* **AIM**
Filter the records below and copy out each line that contains the word "pavement". Keep every kept line unchanged.

[Begin]

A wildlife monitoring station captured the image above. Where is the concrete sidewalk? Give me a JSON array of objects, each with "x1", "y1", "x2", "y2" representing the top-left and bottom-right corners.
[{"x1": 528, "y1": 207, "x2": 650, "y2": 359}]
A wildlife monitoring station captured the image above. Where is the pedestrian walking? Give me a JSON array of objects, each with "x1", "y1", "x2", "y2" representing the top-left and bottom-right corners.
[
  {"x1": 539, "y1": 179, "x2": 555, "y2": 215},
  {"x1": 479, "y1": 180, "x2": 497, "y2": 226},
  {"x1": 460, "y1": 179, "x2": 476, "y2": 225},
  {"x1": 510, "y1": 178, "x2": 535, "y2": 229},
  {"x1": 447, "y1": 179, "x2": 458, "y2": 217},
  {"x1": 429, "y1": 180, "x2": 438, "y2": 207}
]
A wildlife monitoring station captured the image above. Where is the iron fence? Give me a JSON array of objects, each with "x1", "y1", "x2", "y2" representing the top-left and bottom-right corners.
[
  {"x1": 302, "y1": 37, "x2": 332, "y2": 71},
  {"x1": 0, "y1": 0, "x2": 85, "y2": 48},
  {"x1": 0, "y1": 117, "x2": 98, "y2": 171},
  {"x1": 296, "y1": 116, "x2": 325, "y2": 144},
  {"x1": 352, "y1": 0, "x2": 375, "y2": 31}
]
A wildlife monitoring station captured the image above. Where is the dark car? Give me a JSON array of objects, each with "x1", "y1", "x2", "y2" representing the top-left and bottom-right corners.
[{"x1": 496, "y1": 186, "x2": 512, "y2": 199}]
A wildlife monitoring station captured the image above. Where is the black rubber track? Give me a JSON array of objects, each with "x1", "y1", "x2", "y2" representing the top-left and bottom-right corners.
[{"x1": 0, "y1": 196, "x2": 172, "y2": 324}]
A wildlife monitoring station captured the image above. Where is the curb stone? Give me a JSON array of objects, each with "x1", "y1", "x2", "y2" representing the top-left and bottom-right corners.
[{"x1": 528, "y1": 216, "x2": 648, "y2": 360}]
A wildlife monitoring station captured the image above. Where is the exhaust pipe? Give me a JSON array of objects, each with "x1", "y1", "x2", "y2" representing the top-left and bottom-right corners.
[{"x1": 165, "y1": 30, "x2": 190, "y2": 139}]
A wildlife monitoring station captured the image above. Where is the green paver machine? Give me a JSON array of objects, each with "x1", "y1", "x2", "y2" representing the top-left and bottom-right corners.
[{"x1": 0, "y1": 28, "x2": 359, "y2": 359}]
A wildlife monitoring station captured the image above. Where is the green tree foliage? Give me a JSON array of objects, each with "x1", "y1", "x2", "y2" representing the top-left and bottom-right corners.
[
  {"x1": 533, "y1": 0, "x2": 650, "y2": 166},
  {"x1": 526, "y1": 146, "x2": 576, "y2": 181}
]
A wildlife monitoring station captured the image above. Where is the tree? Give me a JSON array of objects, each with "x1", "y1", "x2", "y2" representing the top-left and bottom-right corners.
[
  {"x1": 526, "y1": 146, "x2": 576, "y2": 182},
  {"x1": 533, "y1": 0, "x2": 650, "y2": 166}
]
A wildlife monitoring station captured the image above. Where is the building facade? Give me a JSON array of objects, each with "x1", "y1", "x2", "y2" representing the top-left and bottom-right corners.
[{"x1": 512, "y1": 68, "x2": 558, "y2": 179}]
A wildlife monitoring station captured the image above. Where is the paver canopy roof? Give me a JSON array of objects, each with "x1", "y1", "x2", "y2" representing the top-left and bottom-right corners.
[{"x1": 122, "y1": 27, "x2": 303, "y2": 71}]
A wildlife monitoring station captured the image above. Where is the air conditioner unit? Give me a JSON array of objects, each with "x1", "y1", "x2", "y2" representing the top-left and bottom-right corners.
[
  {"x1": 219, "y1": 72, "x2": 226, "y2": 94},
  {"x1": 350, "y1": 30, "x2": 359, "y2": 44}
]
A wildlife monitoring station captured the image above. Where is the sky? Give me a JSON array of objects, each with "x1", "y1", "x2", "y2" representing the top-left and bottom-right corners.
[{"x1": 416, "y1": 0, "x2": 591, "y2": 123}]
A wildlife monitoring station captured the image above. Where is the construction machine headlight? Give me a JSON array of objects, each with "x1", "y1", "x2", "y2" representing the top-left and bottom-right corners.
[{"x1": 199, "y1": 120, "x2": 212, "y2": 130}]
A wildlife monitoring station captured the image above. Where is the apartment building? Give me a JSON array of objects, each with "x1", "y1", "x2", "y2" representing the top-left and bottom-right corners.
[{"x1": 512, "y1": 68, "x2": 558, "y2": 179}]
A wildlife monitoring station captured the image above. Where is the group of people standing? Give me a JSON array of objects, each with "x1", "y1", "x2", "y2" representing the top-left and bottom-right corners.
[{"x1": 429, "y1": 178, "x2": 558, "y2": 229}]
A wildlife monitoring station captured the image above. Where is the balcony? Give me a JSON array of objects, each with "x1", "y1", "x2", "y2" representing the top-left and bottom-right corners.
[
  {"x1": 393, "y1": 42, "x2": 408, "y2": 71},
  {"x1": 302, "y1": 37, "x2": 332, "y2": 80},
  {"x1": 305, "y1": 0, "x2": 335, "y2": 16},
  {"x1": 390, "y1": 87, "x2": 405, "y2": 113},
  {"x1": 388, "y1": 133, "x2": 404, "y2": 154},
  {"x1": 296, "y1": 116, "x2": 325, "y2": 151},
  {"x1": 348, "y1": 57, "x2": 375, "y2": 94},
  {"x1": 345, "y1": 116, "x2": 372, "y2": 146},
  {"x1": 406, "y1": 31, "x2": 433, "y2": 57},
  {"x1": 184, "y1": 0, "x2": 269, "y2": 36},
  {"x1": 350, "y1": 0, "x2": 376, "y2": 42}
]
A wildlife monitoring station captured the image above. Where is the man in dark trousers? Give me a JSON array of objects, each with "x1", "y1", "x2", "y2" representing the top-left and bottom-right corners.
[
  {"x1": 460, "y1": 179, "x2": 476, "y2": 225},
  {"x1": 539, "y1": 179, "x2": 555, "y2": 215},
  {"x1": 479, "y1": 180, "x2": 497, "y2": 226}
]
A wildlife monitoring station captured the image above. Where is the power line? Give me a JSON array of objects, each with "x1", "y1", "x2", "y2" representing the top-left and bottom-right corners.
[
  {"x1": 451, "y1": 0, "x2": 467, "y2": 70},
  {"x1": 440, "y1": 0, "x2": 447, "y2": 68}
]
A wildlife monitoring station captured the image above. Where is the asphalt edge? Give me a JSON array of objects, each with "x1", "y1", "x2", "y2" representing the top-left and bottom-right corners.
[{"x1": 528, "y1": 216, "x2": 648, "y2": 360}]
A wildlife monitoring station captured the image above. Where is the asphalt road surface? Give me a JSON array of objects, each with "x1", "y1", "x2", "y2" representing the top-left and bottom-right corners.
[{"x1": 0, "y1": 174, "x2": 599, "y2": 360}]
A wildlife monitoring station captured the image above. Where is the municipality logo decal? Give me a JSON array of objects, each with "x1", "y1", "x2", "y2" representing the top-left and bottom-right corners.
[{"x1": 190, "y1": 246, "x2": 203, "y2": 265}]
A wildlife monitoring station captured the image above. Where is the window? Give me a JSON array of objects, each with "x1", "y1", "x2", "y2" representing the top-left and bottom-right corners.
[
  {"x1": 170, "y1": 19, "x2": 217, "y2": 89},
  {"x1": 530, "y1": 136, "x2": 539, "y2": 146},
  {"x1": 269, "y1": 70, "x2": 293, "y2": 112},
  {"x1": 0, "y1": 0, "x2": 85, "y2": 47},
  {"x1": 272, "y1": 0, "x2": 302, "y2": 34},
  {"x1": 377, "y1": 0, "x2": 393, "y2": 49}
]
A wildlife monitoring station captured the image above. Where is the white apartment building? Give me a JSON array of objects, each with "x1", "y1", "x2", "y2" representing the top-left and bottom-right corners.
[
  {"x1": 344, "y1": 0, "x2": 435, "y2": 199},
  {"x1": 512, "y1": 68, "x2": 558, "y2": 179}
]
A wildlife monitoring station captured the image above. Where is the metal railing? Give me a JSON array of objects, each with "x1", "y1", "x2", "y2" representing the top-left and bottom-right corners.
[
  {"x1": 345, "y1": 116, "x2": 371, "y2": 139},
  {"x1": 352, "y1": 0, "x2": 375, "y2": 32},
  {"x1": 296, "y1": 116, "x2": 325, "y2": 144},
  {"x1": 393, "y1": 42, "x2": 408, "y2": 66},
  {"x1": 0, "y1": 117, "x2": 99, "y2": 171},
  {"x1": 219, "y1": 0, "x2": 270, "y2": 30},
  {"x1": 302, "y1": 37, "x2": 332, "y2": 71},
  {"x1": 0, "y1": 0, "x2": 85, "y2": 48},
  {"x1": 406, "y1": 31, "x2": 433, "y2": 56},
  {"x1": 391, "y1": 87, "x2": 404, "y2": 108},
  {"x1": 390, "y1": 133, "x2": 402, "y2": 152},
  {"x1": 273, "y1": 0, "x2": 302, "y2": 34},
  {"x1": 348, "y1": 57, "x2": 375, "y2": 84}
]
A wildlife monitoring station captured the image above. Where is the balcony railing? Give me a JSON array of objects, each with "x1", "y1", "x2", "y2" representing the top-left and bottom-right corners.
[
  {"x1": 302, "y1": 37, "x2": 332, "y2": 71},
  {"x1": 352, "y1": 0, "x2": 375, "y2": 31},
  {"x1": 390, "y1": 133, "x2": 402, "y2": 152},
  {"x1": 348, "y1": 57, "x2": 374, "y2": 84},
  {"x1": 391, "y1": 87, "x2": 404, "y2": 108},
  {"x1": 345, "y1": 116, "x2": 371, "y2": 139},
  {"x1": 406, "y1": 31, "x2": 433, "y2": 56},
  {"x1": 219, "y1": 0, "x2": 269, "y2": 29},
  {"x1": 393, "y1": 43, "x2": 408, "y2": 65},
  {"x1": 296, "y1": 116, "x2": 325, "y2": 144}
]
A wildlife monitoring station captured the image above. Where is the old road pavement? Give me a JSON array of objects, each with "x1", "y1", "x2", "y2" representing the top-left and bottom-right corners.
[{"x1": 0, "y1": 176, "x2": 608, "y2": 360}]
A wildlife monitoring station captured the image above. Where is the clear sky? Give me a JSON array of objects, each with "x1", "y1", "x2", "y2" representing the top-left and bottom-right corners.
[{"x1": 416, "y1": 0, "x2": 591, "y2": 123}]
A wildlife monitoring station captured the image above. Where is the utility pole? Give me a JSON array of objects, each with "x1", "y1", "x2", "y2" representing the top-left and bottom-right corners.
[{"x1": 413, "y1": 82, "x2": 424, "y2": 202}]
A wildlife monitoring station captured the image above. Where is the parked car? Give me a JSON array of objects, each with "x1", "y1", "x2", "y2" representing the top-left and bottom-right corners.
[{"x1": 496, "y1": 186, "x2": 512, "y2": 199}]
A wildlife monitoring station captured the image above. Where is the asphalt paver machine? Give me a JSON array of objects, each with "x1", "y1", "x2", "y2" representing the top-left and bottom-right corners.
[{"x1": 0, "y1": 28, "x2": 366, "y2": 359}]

[End]
[Begin]

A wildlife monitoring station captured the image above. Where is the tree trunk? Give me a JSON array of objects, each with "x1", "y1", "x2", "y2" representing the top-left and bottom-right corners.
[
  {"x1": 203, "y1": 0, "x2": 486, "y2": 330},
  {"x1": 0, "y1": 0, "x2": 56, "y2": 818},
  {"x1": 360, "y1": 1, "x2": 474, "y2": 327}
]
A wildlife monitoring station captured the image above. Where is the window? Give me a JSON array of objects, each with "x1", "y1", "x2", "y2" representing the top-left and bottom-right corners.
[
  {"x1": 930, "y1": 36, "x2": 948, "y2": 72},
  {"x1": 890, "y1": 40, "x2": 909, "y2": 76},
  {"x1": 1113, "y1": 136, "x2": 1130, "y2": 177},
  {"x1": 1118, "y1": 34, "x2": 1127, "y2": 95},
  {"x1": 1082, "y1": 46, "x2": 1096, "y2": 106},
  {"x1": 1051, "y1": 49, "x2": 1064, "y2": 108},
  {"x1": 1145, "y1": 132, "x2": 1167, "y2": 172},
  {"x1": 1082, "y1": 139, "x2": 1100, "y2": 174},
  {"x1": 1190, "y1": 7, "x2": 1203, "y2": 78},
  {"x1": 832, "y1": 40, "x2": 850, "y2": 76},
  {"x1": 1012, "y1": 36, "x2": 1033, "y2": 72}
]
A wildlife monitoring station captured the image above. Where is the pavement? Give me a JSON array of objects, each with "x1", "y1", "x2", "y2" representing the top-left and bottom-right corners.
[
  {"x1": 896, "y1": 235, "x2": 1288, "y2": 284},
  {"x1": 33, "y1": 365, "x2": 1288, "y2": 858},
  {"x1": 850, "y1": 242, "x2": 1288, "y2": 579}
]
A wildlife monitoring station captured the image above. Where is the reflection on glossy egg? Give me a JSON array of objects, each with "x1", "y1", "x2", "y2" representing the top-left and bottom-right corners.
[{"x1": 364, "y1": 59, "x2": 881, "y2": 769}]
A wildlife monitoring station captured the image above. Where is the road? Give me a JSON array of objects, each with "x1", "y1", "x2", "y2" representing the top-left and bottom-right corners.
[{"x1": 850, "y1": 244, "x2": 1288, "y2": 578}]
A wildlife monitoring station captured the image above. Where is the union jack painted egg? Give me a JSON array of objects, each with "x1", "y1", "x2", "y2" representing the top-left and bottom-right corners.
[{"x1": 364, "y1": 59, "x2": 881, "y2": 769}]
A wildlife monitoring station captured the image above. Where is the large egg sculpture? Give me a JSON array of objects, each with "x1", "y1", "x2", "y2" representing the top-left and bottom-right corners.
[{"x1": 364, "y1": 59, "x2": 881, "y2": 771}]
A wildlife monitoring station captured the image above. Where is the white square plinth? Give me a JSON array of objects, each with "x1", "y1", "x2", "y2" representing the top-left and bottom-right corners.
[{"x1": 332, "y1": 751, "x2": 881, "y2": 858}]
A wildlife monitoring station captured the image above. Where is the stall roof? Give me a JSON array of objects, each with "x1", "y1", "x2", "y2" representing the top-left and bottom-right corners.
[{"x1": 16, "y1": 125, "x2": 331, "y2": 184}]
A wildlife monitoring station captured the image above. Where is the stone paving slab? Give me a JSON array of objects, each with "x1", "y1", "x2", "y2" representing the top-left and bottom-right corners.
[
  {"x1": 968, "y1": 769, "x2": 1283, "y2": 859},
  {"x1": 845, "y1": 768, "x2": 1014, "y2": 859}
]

[End]
[Begin]

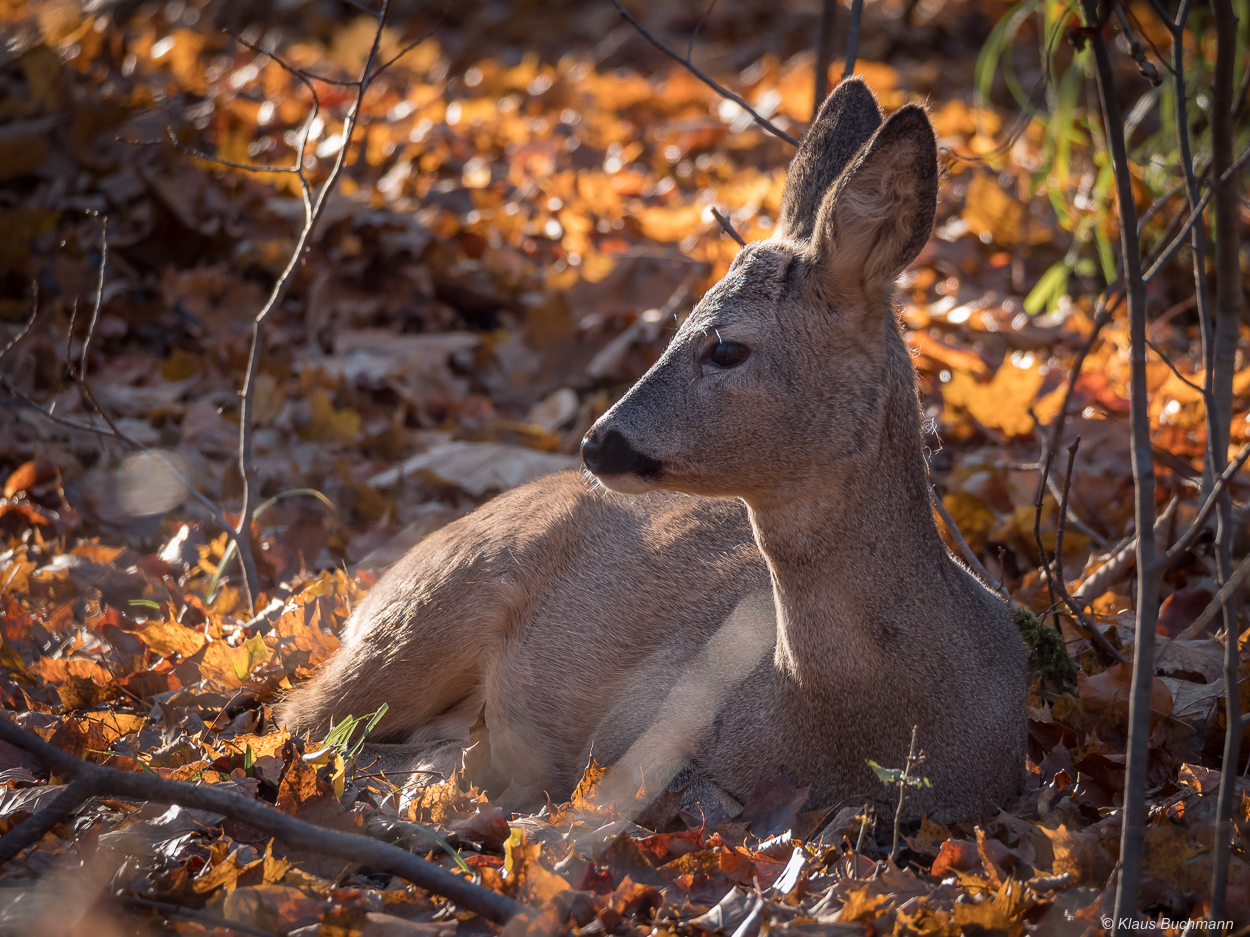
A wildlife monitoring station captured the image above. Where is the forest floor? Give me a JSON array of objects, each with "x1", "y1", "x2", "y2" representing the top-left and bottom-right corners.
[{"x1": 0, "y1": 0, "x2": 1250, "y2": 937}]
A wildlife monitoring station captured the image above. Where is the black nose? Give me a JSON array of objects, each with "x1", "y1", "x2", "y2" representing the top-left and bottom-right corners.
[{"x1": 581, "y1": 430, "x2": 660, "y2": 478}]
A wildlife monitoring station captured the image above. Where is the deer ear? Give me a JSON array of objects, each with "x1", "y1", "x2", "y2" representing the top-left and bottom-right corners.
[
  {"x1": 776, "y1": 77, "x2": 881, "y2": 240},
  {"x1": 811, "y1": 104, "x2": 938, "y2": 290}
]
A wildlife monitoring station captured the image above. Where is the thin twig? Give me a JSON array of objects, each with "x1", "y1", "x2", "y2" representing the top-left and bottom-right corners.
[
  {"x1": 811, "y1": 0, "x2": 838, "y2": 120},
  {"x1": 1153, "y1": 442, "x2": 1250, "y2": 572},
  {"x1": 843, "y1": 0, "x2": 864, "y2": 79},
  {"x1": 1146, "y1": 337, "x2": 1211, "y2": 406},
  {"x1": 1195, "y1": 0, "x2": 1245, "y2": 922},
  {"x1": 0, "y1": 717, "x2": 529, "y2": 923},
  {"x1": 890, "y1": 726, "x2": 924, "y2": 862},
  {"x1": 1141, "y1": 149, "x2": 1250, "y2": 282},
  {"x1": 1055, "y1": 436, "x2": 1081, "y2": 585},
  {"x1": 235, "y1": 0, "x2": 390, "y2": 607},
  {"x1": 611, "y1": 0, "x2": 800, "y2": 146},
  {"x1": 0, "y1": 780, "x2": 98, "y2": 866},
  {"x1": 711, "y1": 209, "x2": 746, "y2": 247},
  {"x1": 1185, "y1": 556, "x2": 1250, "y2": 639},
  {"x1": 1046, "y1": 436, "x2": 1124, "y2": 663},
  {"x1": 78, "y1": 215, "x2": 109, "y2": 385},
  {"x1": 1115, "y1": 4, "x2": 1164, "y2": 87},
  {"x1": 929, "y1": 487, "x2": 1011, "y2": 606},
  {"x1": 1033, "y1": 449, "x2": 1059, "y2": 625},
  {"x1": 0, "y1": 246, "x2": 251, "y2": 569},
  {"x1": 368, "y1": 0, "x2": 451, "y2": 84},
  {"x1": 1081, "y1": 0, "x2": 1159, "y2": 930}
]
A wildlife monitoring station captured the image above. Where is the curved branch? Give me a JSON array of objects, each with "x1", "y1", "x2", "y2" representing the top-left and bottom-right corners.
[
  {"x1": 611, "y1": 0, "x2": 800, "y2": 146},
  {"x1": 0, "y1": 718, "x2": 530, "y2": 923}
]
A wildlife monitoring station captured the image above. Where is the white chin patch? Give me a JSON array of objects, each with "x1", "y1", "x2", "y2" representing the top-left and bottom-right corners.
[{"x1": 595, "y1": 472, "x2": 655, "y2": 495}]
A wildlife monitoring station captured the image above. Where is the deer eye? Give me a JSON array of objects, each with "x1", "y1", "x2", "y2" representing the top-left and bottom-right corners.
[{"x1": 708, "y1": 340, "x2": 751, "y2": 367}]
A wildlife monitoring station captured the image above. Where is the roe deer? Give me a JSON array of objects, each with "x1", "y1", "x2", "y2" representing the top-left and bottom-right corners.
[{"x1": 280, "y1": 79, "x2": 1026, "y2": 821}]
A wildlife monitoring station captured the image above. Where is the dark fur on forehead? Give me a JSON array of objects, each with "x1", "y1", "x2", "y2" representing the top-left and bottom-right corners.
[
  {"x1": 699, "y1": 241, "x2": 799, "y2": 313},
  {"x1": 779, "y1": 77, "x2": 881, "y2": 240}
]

[End]

* **WRITTEN SOLUTION**
A wildlife monitoring station captured the image above. Where is the old road pavement? Give me a JSON array of objects, each with "x1", "y1", "x2", "y2" representing the top-left and bottom-right corners.
A wildlife monitoring station captured the image above. Where is the pavement? Give me a JSON array of objects, each with "x1", "y1", "x2", "y2" representing the top-left and bottom-right corners.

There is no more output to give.